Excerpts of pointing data
--- begin ---
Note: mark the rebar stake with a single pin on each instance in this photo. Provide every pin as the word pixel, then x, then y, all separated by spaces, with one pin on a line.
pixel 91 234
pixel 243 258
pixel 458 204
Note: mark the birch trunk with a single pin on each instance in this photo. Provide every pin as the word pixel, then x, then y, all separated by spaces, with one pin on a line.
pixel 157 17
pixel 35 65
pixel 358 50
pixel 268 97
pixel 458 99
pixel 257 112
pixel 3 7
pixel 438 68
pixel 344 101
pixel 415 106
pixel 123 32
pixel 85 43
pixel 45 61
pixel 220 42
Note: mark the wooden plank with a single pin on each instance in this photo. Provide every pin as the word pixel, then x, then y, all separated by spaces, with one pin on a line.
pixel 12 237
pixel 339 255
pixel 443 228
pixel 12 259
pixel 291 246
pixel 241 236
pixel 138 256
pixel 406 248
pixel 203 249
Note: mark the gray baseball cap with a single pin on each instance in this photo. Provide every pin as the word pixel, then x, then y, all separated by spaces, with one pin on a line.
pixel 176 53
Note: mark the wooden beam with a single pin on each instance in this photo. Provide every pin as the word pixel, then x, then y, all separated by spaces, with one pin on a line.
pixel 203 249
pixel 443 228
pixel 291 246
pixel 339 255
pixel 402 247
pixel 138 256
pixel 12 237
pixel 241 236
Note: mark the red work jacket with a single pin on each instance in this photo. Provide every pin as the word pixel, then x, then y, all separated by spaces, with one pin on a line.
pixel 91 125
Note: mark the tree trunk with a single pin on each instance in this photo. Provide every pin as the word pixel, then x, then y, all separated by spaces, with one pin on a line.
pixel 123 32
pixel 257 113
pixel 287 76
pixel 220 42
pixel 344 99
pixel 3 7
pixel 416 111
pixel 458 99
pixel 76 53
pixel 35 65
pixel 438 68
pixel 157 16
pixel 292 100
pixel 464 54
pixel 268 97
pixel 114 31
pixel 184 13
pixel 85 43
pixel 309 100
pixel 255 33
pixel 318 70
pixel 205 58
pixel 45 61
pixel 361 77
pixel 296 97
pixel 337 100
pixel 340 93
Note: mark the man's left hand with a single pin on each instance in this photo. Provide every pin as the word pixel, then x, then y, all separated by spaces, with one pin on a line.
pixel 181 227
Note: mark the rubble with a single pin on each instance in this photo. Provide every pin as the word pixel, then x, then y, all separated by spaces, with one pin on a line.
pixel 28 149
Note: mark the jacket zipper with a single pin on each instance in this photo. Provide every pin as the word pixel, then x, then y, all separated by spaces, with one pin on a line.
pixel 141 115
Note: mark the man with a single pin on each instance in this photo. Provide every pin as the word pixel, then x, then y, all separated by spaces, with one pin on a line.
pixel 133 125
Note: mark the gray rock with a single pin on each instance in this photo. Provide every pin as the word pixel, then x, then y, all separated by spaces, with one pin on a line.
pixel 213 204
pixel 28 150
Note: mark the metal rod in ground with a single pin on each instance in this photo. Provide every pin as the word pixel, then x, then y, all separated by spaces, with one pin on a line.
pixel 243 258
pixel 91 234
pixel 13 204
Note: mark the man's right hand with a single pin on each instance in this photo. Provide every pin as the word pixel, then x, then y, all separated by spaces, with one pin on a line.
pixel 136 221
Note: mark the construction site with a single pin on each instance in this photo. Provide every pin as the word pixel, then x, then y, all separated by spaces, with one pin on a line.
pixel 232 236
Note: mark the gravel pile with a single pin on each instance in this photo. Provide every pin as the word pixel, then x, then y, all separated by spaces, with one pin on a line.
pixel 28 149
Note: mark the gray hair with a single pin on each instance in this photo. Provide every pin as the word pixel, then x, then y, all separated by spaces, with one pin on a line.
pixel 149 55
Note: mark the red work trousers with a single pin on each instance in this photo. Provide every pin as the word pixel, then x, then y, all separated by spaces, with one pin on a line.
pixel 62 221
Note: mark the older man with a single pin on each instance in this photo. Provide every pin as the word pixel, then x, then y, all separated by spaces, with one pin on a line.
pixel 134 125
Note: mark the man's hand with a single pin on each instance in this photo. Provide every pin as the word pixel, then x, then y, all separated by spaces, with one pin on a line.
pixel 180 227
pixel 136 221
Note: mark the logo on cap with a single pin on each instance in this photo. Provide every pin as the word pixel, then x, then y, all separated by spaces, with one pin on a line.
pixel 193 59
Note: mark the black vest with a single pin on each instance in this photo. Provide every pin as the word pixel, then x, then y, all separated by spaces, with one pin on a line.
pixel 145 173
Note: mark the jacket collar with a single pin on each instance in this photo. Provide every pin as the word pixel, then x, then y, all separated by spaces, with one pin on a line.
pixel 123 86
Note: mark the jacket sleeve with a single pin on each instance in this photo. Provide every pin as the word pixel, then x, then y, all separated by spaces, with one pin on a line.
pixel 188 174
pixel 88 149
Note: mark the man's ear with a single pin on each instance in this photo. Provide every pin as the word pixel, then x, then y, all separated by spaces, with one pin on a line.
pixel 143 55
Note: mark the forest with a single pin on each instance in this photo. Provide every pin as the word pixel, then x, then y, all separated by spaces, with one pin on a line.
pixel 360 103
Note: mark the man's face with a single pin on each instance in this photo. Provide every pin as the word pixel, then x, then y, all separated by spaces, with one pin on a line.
--- end ---
Problem statement:
Reproduce each of the rows above word for word, leaving every character unchanged.

Problem solution:
Note: mark the rebar stake with a single pin on each instance in this photo. Provide every pin as the word pixel, then x, then y, all separated by spaces, with one pin on a line.
pixel 91 234
pixel 243 258
pixel 458 204
Note: mark the birch trunk with a single pin on each instance in this photo. Provide every pin as the word pixel, then x, then y, all separated by spaces, with one pin on a line.
pixel 157 17
pixel 35 65
pixel 358 50
pixel 268 97
pixel 458 99
pixel 257 112
pixel 3 7
pixel 438 68
pixel 344 101
pixel 415 106
pixel 123 32
pixel 85 43
pixel 45 61
pixel 220 42
Note: mark the wooden plank with a single pin on each instance in this photo. Provide every pin as the word pixel, then x, then y, all separated by spaces, with one pin on a line.
pixel 12 237
pixel 339 255
pixel 443 228
pixel 12 259
pixel 291 246
pixel 241 236
pixel 138 256
pixel 406 248
pixel 203 249
Note: mark the gray baseball cap with a single pin on each instance in this photo. Provide every pin as the word pixel, then x, then y, all separated by spaces, with one pin on a line.
pixel 176 53
Note: mark the wooden beam with a single pin on each instance in this photo. Provide every pin as the word pixel, then x, then y, all separated by spaces, with one pin on a line.
pixel 203 249
pixel 443 228
pixel 291 246
pixel 339 255
pixel 402 247
pixel 138 256
pixel 12 237
pixel 241 236
Note: mark the red work jacket with a single pin on each instance in this photo. Provide every pin as the word pixel, then x, then y, all separated by spaces, with one pin on a line.
pixel 91 125
Note: mark the tree trunk with a single pin on each instance in this photo. Provide every pin as the word pixel, then x, then y, all separated by spaces, with one pin on a line.
pixel 123 32
pixel 257 113
pixel 287 76
pixel 220 42
pixel 344 99
pixel 3 7
pixel 416 111
pixel 458 99
pixel 76 53
pixel 35 65
pixel 438 68
pixel 157 16
pixel 292 100
pixel 464 54
pixel 268 97
pixel 114 31
pixel 184 13
pixel 85 43
pixel 309 100
pixel 255 33
pixel 318 70
pixel 205 58
pixel 45 61
pixel 361 77
pixel 296 97
pixel 337 100
pixel 340 93
Note: mark the man's left hand with a single pin on each instance in this photo. Provide every pin as the word pixel, then x, then y, all separated by spaces, with one pin on a line.
pixel 181 227
Note: mark the rubble with a single pin on each instance in this photo. Provide every pin as the word pixel, then x, then y, all separated by spaces, with one pin on a line.
pixel 28 149
Note: mark the jacket zipper with a single pin on each instance in this photo. Provide every pin as the word pixel, then x, then y, all separated by spaces, with one pin on a line.
pixel 141 115
Note: mark the man with a single pin on each instance in this photo. Provide every pin as the word pixel, then x, then y, all separated by spaces, with one pin on a line.
pixel 133 125
Note: mark the gray rock with a single pin on each instance in this photo. Provide every pin as the word pixel, then x, then y, all separated by spaces, with one pin on a line.
pixel 213 204
pixel 28 150
Note: mark the metal rod in ground with a single pin on each instance in this photo. Provide every pin as the word pixel, then x, then y, all separated by spaces, with one pin on a line.
pixel 243 258
pixel 91 234
pixel 13 204
Note: mark the man's right hand with a single pin on each instance in this photo. Provide every pin as the word pixel, then x, then y, all separated by spaces, with one pin on a line.
pixel 136 221
Note: mark the construction site with a single pin on each instance in this photo. Provide every pin as the word pixel, then x, then y, all separated by spaces, with one pin on a line.
pixel 232 236
Note: mark the gravel pile with a single pin on each instance in this photo. Provide every pin as the word pixel, then x, then y, all separated by spaces, with one pin on a line.
pixel 28 149
Note: mark the gray hair with a single pin on each instance in this photo. Provide every pin as the word pixel, then x, then y, all separated by spaces, with one pin on a line.
pixel 149 55
Note: mark the red work trousers with a single pin on each instance in this photo. Provide every pin as the word pixel, then x, then y, all separated by spaces, with one pin on a line.
pixel 62 221
Note: mark the older man with a single pin on each instance in this photo. Provide every pin as the word pixel, then x, then y, all separated by spaces, with one pin on a line.
pixel 134 125
Note: mark the man's hand with a single pin on each instance in this photo. Provide every pin as the word pixel, then x, then y, all separated by spaces, with one pin on a line.
pixel 180 227
pixel 136 221
Note: mark the logo on cap with a single pin on each instance in this photo. Provide every pin as the word pixel, then x, then y, all separated by spaces, with one pin on a line.
pixel 193 59
Note: mark the black vest with a single pin on each instance in this photo. Provide every pin as the word pixel, then x, then y, all separated by spaces, with one pin on a line.
pixel 145 173
Note: mark the jacket collar with a single pin on each instance in this photo. Provide every pin as the word pixel, then x, then y, all separated by spaces, with one pin on a line.
pixel 123 86
Note: mark the jacket sleeve with a single pin on each instance in this photo. Provide every pin as the word pixel, then x, then y, all separated by spaces, with one pin on a line.
pixel 188 174
pixel 88 149
Note: mark the man's ear with a single pin on each instance in this photo. Provide every pin as the word pixel, then x, then y, all separated by spaces, with one pin on a line.
pixel 143 55
Note: mark the forest with a single pin on each instance in this photo. Provide every pin as the word pixel, then x, then y, all separated by spaces, with one pin on a line.
pixel 360 103
Note: mark the man's face with a single pin on each instance in this photo. Provide every pin as the word pixel, then x, then y, all separated by spaces, with one pin on a line.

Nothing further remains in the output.